Work instructions -
Give the number of lines in the data below that contain "river", and only that number.

Supplied material -
┄┄┄┄┄┄┄┄┄┄┄┄┄┄┄┄┄┄┄┄

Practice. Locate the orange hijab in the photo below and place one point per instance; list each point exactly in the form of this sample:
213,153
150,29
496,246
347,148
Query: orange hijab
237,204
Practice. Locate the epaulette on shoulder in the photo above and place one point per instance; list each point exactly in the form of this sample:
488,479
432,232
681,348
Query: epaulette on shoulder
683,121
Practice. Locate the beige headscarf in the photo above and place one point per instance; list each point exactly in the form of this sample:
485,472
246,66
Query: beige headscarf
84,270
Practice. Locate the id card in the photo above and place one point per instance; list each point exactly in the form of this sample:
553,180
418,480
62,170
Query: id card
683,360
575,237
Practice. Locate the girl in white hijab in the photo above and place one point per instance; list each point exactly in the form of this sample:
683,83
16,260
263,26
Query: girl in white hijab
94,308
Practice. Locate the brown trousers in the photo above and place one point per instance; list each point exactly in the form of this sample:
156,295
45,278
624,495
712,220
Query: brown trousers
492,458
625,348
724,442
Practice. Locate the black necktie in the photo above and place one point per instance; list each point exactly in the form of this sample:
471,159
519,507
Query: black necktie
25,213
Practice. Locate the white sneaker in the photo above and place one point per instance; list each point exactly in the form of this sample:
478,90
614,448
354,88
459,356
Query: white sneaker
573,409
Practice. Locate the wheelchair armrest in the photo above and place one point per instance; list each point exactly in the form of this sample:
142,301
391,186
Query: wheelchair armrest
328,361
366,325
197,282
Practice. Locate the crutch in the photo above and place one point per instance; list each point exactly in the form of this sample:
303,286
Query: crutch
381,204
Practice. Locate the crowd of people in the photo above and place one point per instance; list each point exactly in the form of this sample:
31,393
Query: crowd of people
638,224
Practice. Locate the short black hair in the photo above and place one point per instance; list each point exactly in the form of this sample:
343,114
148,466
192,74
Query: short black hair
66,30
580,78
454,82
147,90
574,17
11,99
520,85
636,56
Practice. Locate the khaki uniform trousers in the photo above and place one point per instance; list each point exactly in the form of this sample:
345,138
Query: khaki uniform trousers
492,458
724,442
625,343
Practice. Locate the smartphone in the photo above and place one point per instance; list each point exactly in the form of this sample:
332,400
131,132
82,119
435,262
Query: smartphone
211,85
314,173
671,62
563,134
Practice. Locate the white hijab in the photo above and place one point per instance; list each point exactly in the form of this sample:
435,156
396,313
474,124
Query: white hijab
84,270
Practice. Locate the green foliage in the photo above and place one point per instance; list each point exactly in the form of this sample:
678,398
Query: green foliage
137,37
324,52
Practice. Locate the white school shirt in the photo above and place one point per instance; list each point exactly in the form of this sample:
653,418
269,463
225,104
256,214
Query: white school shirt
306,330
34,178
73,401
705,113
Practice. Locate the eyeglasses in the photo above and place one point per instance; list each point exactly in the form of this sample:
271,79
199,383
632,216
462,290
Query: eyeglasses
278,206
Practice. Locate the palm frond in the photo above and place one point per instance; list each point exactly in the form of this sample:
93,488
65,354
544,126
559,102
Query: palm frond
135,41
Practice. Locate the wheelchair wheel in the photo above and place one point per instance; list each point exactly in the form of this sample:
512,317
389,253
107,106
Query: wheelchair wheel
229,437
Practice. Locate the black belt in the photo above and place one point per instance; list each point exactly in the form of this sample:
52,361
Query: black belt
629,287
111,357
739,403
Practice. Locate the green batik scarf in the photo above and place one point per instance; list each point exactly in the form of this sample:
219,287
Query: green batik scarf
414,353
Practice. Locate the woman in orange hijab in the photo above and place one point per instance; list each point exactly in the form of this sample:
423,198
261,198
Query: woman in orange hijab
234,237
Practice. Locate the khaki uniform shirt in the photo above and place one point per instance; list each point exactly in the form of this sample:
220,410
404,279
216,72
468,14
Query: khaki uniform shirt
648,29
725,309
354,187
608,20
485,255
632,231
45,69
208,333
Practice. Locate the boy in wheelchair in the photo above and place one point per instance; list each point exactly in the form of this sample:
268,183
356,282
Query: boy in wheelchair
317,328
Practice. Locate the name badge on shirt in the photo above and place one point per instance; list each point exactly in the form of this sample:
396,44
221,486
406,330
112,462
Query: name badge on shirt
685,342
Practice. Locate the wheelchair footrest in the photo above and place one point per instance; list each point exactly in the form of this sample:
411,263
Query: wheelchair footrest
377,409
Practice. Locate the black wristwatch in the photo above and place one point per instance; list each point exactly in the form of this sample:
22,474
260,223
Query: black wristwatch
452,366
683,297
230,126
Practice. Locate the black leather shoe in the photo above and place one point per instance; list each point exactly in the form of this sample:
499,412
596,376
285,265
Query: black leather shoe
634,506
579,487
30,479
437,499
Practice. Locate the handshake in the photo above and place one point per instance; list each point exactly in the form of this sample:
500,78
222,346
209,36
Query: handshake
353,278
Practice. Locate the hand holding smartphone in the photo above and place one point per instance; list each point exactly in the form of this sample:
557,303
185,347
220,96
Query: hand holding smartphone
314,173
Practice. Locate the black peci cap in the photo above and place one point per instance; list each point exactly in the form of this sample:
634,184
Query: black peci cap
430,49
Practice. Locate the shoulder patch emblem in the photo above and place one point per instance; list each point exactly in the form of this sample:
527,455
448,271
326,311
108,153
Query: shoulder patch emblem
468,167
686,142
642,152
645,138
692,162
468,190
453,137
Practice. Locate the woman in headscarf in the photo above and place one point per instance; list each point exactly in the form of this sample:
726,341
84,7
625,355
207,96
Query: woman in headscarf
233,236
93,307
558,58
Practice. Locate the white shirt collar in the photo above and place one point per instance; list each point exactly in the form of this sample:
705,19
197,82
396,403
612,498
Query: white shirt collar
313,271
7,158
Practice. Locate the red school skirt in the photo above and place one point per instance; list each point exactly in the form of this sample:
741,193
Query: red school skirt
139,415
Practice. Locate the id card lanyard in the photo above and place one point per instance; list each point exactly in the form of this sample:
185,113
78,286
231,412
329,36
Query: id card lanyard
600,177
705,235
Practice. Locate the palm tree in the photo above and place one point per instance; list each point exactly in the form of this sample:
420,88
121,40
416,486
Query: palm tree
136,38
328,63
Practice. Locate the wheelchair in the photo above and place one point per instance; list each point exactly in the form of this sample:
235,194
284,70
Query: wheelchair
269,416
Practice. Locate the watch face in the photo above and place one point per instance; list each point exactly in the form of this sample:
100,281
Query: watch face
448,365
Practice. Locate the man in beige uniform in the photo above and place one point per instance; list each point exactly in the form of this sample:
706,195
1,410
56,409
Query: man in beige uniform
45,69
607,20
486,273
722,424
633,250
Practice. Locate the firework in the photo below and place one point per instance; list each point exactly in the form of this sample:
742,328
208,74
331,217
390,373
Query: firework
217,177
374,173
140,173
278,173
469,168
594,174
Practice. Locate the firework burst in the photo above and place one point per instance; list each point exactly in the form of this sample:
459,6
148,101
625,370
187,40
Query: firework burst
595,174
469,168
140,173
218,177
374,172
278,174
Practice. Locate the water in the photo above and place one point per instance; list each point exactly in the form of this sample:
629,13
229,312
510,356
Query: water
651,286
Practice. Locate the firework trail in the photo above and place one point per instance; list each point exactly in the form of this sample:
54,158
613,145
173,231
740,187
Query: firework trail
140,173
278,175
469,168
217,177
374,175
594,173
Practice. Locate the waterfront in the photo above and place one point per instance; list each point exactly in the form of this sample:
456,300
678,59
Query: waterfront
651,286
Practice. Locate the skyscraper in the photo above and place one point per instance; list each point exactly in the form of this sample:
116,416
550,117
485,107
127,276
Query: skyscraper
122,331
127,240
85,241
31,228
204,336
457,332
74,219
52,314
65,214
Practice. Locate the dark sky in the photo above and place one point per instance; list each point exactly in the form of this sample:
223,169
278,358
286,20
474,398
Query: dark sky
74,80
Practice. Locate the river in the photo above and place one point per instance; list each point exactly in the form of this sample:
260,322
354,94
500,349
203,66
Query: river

┄┄┄┄┄┄┄┄┄┄┄┄┄┄┄┄┄┄┄┄

Problem solution -
2